---------- EXERCISE DATA

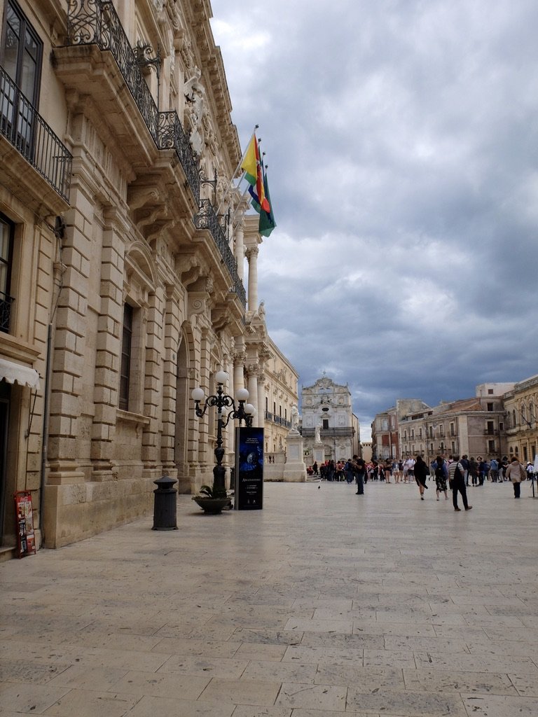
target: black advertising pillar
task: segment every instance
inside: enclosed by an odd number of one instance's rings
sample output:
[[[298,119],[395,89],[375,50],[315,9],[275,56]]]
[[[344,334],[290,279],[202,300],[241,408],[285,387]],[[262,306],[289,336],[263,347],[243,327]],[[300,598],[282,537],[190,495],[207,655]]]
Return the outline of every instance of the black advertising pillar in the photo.
[[[263,508],[263,429],[235,429],[236,511]]]

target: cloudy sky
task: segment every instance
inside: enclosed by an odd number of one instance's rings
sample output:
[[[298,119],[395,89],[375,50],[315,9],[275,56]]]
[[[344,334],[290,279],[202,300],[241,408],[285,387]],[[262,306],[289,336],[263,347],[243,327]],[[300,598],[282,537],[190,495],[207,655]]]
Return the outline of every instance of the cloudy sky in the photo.
[[[258,259],[273,339],[348,384],[367,440],[538,373],[536,0],[212,0],[243,147],[278,228]]]

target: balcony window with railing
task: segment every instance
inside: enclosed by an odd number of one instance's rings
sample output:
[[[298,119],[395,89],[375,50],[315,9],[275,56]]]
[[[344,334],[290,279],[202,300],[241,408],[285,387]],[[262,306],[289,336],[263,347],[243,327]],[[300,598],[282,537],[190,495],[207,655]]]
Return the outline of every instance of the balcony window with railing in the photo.
[[[15,226],[0,214],[0,331],[9,333],[13,298],[9,295]]]
[[[43,44],[15,0],[0,44],[0,133],[67,199],[71,155],[37,110]]]
[[[136,50],[131,47],[113,4],[109,0],[68,0],[67,44],[95,44],[112,54],[156,146],[175,151],[198,204],[200,178],[191,143],[177,113],[159,111],[141,67],[141,58],[147,64],[146,46]]]

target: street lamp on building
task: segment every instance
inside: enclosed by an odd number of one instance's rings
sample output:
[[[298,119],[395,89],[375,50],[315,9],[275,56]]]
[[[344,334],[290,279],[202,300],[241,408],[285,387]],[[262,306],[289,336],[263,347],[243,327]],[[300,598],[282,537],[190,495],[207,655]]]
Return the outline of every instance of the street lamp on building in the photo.
[[[248,391],[246,389],[239,389],[235,393],[235,400],[224,392],[222,386],[228,380],[228,374],[225,371],[220,371],[215,374],[217,382],[217,393],[204,398],[204,390],[199,386],[193,389],[191,393],[194,402],[194,413],[198,418],[204,415],[209,407],[217,408],[217,445],[214,449],[215,465],[213,468],[213,485],[218,492],[225,493],[225,476],[226,468],[222,465],[225,450],[222,447],[222,429],[225,428],[230,419],[237,419],[239,424],[245,421],[247,426],[252,426],[253,418],[256,409],[252,404],[247,404]],[[237,402],[236,406],[235,401]],[[202,406],[200,407],[200,404]],[[223,412],[223,409],[231,409]]]

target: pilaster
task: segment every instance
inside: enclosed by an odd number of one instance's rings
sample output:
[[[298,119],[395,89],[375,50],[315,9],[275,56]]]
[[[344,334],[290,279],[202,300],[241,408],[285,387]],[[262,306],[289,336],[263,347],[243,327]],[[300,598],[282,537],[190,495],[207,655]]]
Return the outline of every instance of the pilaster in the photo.
[[[100,307],[95,347],[95,412],[92,424],[92,480],[113,478],[113,442],[118,407],[118,376],[121,351],[125,227],[117,211],[104,213]]]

--------------------

[GOAL]
Reproduce each line word for word and drop the pictures.

[RESPONSE]
target: black advertising pillar
task: segment every instance
inside: enclosed by an odd number of one instance's rings
sample output:
[[[298,119],[395,89],[375,50],[315,9],[275,56]]]
[[[344,334],[290,279],[202,300],[241,408],[285,387]],[[262,306],[289,336],[263,347],[243,327]],[[300,598],[282,537],[190,495],[207,655]]]
Return the outline of every instance of the black advertising pillar in the photo.
[[[263,508],[263,429],[235,429],[236,511]]]

target: cloudy sky
task: segment every instance
inside: enclosed by an odd number of one instance's rings
sample output:
[[[298,119],[395,89],[375,50],[315,9],[275,56]]]
[[[344,334],[290,279],[202,300],[241,408],[285,387]],[[262,306],[289,336],[263,347],[243,327]],[[300,598],[282,537],[190,495],[207,655]]]
Return the outline of every instance of the cloudy sky in the photo.
[[[258,259],[273,339],[348,384],[367,440],[538,373],[536,0],[212,0],[243,147],[278,228]]]

target: balcony window with railing
task: segment every instance
inside: enclosed by an odd number of one instance's rings
sample output:
[[[298,119],[395,89],[375,50],[315,9],[275,56]]]
[[[344,334],[290,279],[202,300],[241,408],[285,387]],[[262,306],[289,336],[263,347],[243,327]],[[300,598],[282,537],[190,495],[207,655]]]
Return the outline of every instance of the balcony window with railing in the photo.
[[[15,226],[0,214],[0,331],[9,333],[13,298],[9,295]]]
[[[43,44],[15,0],[0,44],[0,133],[67,199],[71,155],[37,110]]]
[[[136,50],[131,47],[113,4],[109,0],[68,0],[67,44],[95,44],[112,54],[156,146],[175,151],[198,204],[200,178],[191,143],[177,113],[159,111],[141,67],[141,58],[147,64],[146,46]]]

target: street lamp on building
task: segment every instance
inside: enclosed by an odd number of one instance's rings
sample output:
[[[298,119],[395,89],[375,50],[315,9],[275,56]]]
[[[344,334],[290,279],[202,300],[241,408],[285,387]],[[262,306],[289,336],[263,347],[243,327]],[[300,598],[282,537],[190,495],[207,655]]]
Return the outline of every instance of the street lamp on building in the photo.
[[[248,391],[246,389],[239,389],[235,393],[235,400],[224,392],[222,386],[228,380],[228,374],[225,371],[220,371],[215,374],[217,382],[217,393],[204,398],[204,390],[199,386],[193,389],[191,393],[194,402],[194,413],[198,418],[204,415],[209,407],[217,408],[217,445],[214,449],[215,465],[213,468],[213,485],[218,492],[225,493],[225,476],[226,468],[222,465],[225,450],[222,447],[222,429],[225,428],[230,419],[237,419],[239,424],[245,421],[247,426],[252,426],[253,418],[256,409],[252,404],[247,404]],[[237,402],[236,406],[235,401]],[[202,406],[200,407],[200,404]],[[223,412],[223,409],[231,409]]]

target: pilaster
task: segment every instance
inside: enclosed by an odd number of one instance's rings
sample output:
[[[298,119],[395,89],[375,50],[315,9],[275,56]]]
[[[344,334],[290,279],[202,300],[241,408],[285,387]],[[262,306],[289,336],[263,347],[243,327]],[[300,598],[282,537],[190,495],[207,655]]]
Return the outline of every instance of the pilaster in the photo.
[[[100,307],[95,347],[95,412],[92,424],[92,480],[113,478],[113,442],[118,407],[118,376],[121,351],[125,227],[117,211],[104,213]]]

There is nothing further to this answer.